- GOAL OF THE EXERCISE
Write the records out again exactly, but without pictures.

- RECORD EXCERPTS
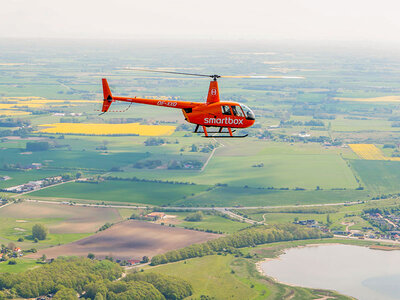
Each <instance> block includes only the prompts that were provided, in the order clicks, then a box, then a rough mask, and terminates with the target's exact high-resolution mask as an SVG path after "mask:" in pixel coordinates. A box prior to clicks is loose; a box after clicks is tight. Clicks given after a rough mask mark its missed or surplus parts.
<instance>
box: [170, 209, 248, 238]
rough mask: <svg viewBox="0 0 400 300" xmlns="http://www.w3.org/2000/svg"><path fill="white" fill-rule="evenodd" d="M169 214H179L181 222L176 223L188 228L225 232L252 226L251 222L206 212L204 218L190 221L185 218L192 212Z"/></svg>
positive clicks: (177, 214)
mask: <svg viewBox="0 0 400 300" xmlns="http://www.w3.org/2000/svg"><path fill="white" fill-rule="evenodd" d="M167 214H171V215H175V216H177V219H178V220H179V221H180V222H179V223H177V224H176V226H177V227H188V228H196V229H203V230H207V229H208V230H212V231H221V232H223V233H234V232H236V231H238V230H240V229H243V228H246V227H249V226H250V224H248V223H241V222H237V221H232V220H229V219H226V218H223V217H220V216H217V215H208V214H205V215H204V218H203V220H201V221H199V222H189V221H185V220H184V219H185V217H186V216H187V215H188V214H190V213H187V212H184V213H182V212H171V213H167Z"/></svg>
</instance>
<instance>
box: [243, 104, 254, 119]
mask: <svg viewBox="0 0 400 300" xmlns="http://www.w3.org/2000/svg"><path fill="white" fill-rule="evenodd" d="M241 106H242V109H243V111H244V115H245V116H246V119H247V120H255V119H256V116H255V115H254V113H253V111H252V110H251V109H250V108H248V107H247V106H246V105H244V104H241Z"/></svg>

- YOUR RESPONSE
Each <instance> block includes only the prompts that were provided, in the order clicks, then a box, then a rough mask, and terminates with the target's exact high-resolution mask as an SVG path after "mask:" in pixel coordinates. A box prior to clicks is loose; a box after clicks is tight. Clicks given after a rough mask mark its missed or surplus parts.
<instance>
box: [170, 209, 248, 238]
rough mask: <svg viewBox="0 0 400 300" xmlns="http://www.w3.org/2000/svg"><path fill="white" fill-rule="evenodd" d="M169 214H179L181 222L176 223L188 228L225 232L252 226L251 222L206 212L204 218L190 221L185 218L192 212Z"/></svg>
positive clicks: (177, 214)
mask: <svg viewBox="0 0 400 300" xmlns="http://www.w3.org/2000/svg"><path fill="white" fill-rule="evenodd" d="M167 214H171V215H175V216H177V219H178V220H179V221H180V222H179V223H177V224H176V226H177V227H188V228H196V229H203V230H207V229H208V230H212V231H221V232H223V233H234V232H236V231H238V230H240V229H243V228H246V227H249V226H250V224H248V223H241V222H237V221H232V220H229V219H226V218H223V217H220V216H217V215H208V214H205V215H204V218H203V220H201V221H199V222H189V221H185V220H184V219H185V217H186V216H187V215H188V214H190V213H187V212H184V213H182V212H171V213H167Z"/></svg>
</instance>
<instance>
box: [243, 104, 254, 119]
mask: <svg viewBox="0 0 400 300" xmlns="http://www.w3.org/2000/svg"><path fill="white" fill-rule="evenodd" d="M241 106H242V109H243V111H244V115H245V116H246V119H247V120H255V119H256V116H255V115H254V113H253V111H252V110H251V109H250V108H248V107H247V106H246V105H244V104H241Z"/></svg>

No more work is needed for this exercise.